Given passage:
....................

Director: Stephen Frears
Cast: John Cusack, Jack Black, Lisa Bonet, Iben Hjelje
Have I Seen it Before: Oh, well. Where does one begin with a question like that? I’m not entirely sure just how many times I saw this movie in the spring of 2003 (for reasons) but I do know it was a lot. Change popular music to movies, and I felt a lot like Rob Gordon there for a little bit about twenty years back.
Did I Like It: We’re a different world now. I’ve changed, and even Rob Gordon (Cusack) has changed*. Can a movie which lived so aggressively rent free in my head at one time mean the same thing now? Should it?
As with many other movies I have seen dozens of times before, I had half a dozen other things going on while it was playing, but I couldn’t help dropping those other things and once again being transfixed by the movie. I doubt I’ll ever have it on repeat again like I did back then, but the memories are all still there, and enough time has passed to make them something akin to pleasant. I wonder what Rob is like now. I’d like to think that he would have the same morbid fascination with his prior antics that I do.

....................

Data lines:
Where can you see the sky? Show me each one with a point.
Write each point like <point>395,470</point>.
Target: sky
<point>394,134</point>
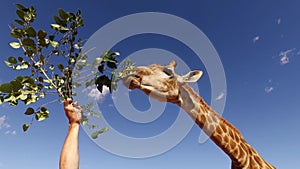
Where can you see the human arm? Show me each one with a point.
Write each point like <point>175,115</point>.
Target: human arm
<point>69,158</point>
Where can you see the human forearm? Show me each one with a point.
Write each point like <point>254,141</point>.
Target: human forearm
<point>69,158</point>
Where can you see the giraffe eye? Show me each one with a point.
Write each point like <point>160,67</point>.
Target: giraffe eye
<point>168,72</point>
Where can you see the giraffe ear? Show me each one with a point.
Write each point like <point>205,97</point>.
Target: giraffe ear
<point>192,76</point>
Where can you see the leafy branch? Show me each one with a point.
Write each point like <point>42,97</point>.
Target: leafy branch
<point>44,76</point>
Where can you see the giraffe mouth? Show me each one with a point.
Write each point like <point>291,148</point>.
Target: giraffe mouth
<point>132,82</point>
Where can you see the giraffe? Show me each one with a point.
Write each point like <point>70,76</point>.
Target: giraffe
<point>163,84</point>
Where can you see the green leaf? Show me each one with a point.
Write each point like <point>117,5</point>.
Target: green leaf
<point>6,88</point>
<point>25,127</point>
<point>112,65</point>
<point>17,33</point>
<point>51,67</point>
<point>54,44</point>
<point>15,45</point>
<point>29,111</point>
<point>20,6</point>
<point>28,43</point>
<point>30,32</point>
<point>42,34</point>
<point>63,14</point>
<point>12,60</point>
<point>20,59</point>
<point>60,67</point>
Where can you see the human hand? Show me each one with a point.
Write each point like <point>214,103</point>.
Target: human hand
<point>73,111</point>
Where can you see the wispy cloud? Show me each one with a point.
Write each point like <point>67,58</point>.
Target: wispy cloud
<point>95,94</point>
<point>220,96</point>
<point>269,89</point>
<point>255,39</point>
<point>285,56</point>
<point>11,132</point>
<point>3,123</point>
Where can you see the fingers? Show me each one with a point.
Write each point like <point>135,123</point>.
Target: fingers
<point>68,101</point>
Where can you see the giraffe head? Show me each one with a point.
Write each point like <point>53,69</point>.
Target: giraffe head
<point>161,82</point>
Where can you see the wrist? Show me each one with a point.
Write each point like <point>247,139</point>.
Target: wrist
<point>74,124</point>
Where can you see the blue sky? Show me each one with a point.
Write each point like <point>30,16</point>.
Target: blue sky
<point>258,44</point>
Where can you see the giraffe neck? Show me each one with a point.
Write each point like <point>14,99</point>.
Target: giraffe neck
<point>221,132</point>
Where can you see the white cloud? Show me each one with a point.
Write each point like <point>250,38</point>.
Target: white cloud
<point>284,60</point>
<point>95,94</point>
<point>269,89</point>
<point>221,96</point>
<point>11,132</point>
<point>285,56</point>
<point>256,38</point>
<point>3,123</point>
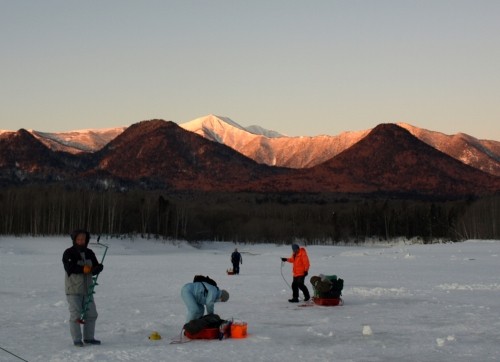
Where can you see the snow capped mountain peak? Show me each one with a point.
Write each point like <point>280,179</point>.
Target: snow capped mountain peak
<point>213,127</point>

....................

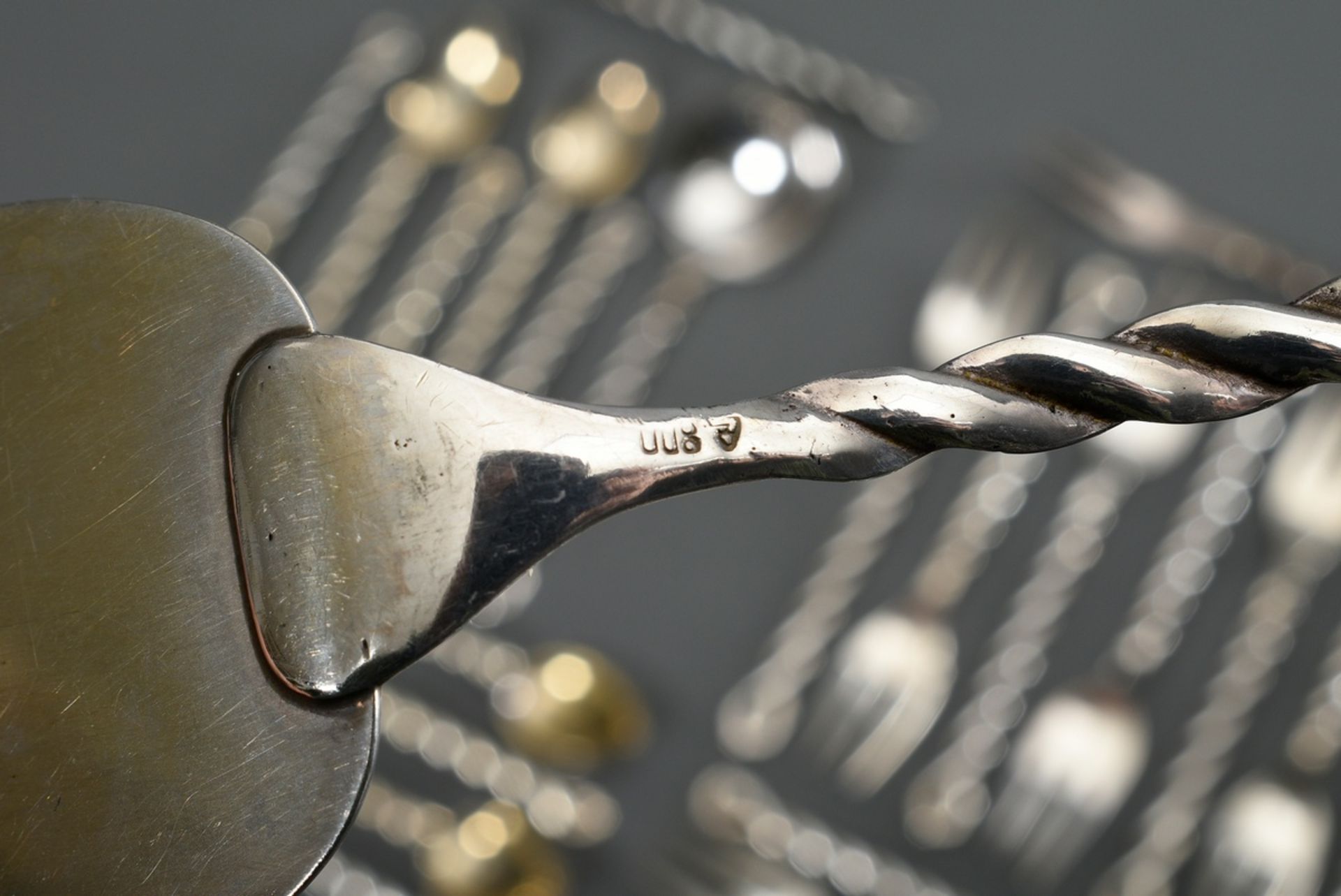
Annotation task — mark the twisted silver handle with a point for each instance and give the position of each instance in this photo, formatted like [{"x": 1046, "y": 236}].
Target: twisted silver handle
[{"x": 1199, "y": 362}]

....................

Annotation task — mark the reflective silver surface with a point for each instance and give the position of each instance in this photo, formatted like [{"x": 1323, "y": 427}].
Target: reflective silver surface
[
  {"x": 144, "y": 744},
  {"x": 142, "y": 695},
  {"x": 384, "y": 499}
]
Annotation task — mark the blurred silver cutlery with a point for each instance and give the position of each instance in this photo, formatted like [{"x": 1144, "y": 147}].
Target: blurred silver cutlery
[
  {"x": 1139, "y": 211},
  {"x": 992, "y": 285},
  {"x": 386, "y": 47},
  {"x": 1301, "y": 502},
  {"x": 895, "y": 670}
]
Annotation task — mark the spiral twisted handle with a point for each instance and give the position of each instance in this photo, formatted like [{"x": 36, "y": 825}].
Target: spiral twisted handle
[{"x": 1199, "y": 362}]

....................

What is asked:
A: Please list every cast member named in the movie review.
B: Write a continuation of the movie review, picking up after its final sentence.

Expected answers:
A: John Cusack, Jack Black, Lisa Bonet, Iben Hjelje

B:
Aside from that, every note of the movie feels correct. The soundtrack is great top to bottom, and that has almost nothing to do with the memories it inspires. Jack Black arrives as the movie star we now know him to be. It is truly impressive that the filmmakers were able to change the location of their adaptation from London to Chicago, aside from the long runner where Rob goes on and on about the hypothetical man “called Ian (Tim Robbins)” and I don’t think any American has ever avoided the verb “named” that resolutely.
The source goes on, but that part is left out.